:: Referring expression pointing data ::
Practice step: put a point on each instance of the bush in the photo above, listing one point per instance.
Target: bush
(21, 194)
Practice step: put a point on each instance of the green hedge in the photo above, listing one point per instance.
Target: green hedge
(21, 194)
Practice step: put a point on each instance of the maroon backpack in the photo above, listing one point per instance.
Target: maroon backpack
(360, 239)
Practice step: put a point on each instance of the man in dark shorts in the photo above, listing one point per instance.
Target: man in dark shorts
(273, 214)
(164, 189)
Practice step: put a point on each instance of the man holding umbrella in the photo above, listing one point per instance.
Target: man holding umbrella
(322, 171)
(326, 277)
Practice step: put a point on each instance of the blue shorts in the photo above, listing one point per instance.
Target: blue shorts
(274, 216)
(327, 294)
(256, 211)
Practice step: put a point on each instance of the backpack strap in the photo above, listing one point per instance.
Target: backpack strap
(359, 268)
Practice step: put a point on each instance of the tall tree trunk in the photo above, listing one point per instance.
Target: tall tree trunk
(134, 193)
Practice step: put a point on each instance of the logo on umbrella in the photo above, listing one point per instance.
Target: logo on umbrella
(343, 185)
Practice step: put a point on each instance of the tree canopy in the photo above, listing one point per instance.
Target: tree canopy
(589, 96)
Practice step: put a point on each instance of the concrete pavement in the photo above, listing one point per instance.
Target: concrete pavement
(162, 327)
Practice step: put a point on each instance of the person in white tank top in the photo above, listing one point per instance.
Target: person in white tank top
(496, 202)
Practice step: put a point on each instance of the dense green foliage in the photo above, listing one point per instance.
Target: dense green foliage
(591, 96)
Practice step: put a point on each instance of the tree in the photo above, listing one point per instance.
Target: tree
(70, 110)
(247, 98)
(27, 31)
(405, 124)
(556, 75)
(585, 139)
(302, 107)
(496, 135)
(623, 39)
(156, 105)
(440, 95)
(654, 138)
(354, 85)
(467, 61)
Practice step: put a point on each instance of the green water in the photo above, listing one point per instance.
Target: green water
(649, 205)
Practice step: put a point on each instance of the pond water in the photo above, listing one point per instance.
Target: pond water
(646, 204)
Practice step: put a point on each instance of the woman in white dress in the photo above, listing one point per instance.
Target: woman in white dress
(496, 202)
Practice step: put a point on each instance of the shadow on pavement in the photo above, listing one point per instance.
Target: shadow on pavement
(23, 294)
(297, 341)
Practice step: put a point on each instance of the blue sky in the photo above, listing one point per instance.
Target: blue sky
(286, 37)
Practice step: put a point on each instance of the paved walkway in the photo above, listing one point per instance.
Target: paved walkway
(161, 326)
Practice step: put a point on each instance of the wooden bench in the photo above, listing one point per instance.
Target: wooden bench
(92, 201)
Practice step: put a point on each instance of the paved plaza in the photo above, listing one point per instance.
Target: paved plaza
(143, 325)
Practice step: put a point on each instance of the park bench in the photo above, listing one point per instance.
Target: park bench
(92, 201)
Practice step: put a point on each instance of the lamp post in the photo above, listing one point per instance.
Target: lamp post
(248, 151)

:: Exercise description ::
Write all the entries out again exactly as they are.

:: Worked solution ::
Practice step: put a point on each instance of the bush in the photo above, listing one point per instance.
Target: bush
(21, 194)
Practice step: put a point on each instance of the green hedge in the photo above, listing one point per instance.
Target: green hedge
(21, 194)
Practice step: put a point on each instance of the maroon backpack in the photo above, listing one point per instance.
Target: maroon backpack
(360, 239)
Practice step: put a point on each instance of the man in dark shorts in the photo above, listing one point per instance.
Target: man in dark shorts
(273, 214)
(164, 189)
Practice step: put a point on each instance of the man holding umbrella in the photo above, listing one point per instance.
Target: man holding umbrella
(322, 171)
(326, 277)
Practice step: put a point on each instance of the blue shorts in the photo above, listing one point per instance.
Target: blue shorts
(274, 216)
(327, 294)
(256, 211)
Practice step: put a point on each instance of the backpack strap in the photo above, listing one point per instance.
Target: backpack strap
(359, 268)
Practice step: put a point on each instance of the tall tree trunk in the photo above, listing one point per instance.
Target: tall tree trunk
(134, 193)
Practice step: put a point on each instance of the logo on umbrella in the photo above, listing one point per instance.
Target: logo on umbrella
(343, 185)
Practice step: put a point on each instance of the tree canopy in the photo above, listing one point per instance.
Target: tree canopy
(589, 96)
Practice step: put a point on each instance of the concrete pavement in the photo above, listing one point per instance.
Target: concrete pavement
(162, 327)
Practice step: put a point on each instance of the person in white tank top in the photo above, listing one point per instance.
Target: person in white tank top
(496, 202)
Practice step: put a point on each instance of the dense green foliage in the photo above, listing one point per instance.
Target: dense green foliage
(591, 96)
Practice step: put a point on each instance of the tree in the photo above, listing one point per instance.
Target: tree
(70, 110)
(247, 98)
(27, 31)
(405, 124)
(556, 75)
(585, 139)
(302, 107)
(496, 135)
(623, 39)
(156, 105)
(440, 95)
(654, 138)
(354, 85)
(467, 61)
Practice step: put a point on each instance of the green water in the photo above, listing one point per instance.
Target: green water
(649, 205)
Practice step: put a point on each instance of the pond water in the photo above, listing one point per instance.
Target: pond water
(646, 204)
Practice step: put a point on each instance of the woman in white dress in the photo above, listing one point per instance.
Target: woman in white dress
(496, 202)
Practice step: put a point on each instance of the shadow on pavement in the photo above, listing one point per instance.
Target: shadow on pavement
(23, 294)
(297, 341)
Practice step: put a point on each instance of the blue sky in the photo above, listing one point per instance.
Target: blue sky
(286, 37)
Practice step: put a point on each instance of the paved walkway in the photo above, listing one point per instance.
Target: paved walkway
(161, 326)
Practice step: put a point on each instance of the wooden bench in the photo above, listing one point per instance.
Target: wooden bench
(92, 201)
Practice step: put a point on each instance of the paved plaza in the photo above, listing one point per instance.
Target: paved plaza
(143, 325)
Practice step: put a point on each instance of the park bench in the photo above, listing one point per instance.
Target: park bench
(92, 201)
Practice step: put a point on each instance of the lamp post in the photo above, listing one point per instance.
Target: lamp post
(248, 151)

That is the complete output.